Pointing records:
★ ★ ★ ★
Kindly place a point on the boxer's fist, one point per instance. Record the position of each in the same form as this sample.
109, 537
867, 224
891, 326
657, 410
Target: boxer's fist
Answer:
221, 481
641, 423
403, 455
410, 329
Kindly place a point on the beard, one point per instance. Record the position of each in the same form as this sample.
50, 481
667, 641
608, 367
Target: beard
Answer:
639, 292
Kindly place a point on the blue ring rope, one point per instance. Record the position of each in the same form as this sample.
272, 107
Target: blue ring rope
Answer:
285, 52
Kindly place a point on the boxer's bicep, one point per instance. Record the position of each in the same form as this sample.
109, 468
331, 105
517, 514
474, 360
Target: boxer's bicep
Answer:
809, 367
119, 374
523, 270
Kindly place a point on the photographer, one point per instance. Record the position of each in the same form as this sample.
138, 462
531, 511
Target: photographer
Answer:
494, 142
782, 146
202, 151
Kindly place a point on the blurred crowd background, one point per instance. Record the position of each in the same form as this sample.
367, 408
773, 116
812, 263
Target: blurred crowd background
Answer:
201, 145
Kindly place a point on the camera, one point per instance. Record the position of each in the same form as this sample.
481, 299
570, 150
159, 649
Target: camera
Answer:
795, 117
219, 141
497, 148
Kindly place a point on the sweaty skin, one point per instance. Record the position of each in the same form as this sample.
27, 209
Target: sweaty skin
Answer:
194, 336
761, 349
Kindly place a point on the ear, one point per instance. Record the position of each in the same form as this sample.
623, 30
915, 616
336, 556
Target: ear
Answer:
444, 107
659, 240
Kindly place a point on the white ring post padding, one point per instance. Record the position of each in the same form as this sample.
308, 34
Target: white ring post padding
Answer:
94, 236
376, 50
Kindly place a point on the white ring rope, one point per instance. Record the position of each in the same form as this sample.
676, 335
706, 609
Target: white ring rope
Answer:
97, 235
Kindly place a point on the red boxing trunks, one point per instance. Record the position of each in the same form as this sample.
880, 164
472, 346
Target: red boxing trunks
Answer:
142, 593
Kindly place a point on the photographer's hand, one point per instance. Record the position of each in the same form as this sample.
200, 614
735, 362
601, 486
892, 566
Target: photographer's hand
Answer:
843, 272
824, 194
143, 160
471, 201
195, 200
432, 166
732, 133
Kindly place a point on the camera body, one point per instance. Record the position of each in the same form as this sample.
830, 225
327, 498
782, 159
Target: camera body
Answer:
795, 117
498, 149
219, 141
★ ★ ★ ★
All lines from the one containing "Kindly place a point on the white ring rope, one" through the end of the records, both ends included, are to be quoted exactly; please add nothing else.

Kindly place a point on the white ring rope, one point per instance. Record the position of each in the same form as this sample.
676, 335
706, 609
Target: white ring rope
Answer:
97, 235
Kindly place a point on the red boxing trunks, one point per instance. Record the position of each in the same form as this sample.
880, 164
472, 346
Target: red boxing trunks
Answer:
142, 593
Kindly place a point on the photographer's hand, one point per instance. Record the position of each in the same form as this sample.
200, 614
735, 362
601, 486
892, 566
Target: photographer's hand
Answer:
843, 272
824, 194
143, 160
471, 201
195, 200
432, 166
732, 133
Kindly place a point on the camera body, one point per instance. Record the position of each in the same form as this sample.
830, 225
327, 498
782, 159
Target: camera body
Answer:
795, 117
498, 149
219, 141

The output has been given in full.